→ EXERCISE DESCRIPTION
Restate the data exactly as given and keep the pictures out.

----

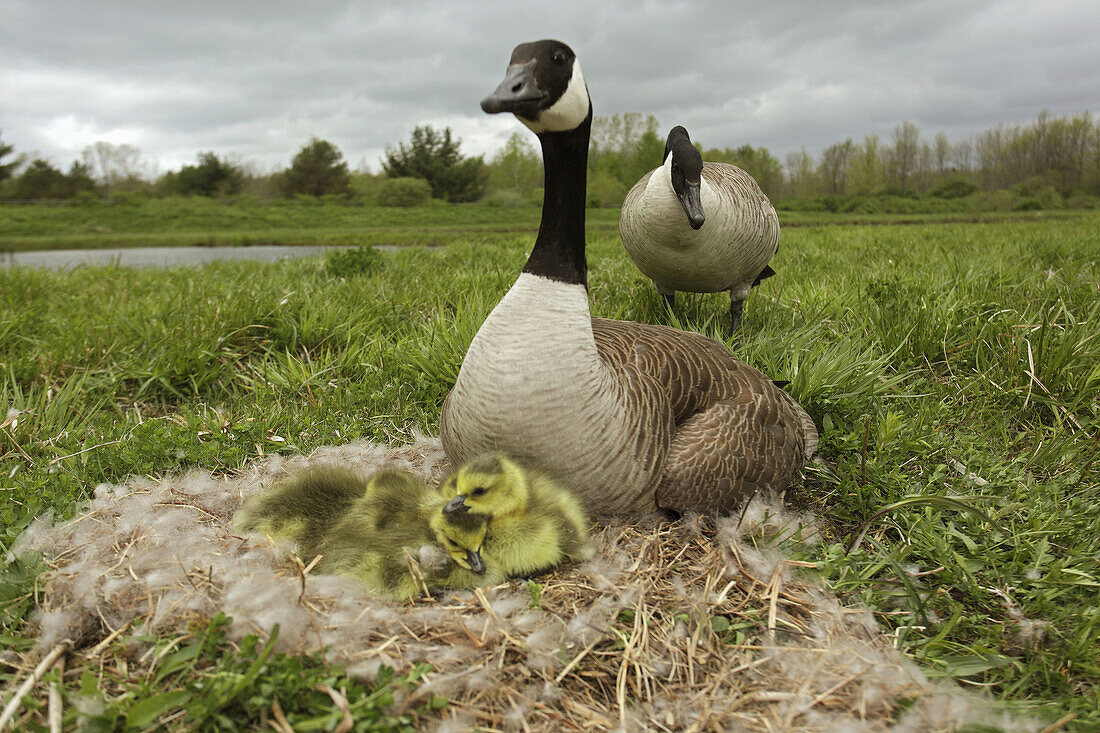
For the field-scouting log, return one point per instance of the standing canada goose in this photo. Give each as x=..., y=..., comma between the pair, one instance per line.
x=364, y=527
x=535, y=523
x=700, y=227
x=634, y=417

----

→ WRITTEN ANSWER
For the field-scouting log, return one point per instance of the standing canada goose in this photo. Give each as x=..., y=..., comma between the pair, one instance per line.
x=364, y=527
x=535, y=523
x=700, y=227
x=634, y=417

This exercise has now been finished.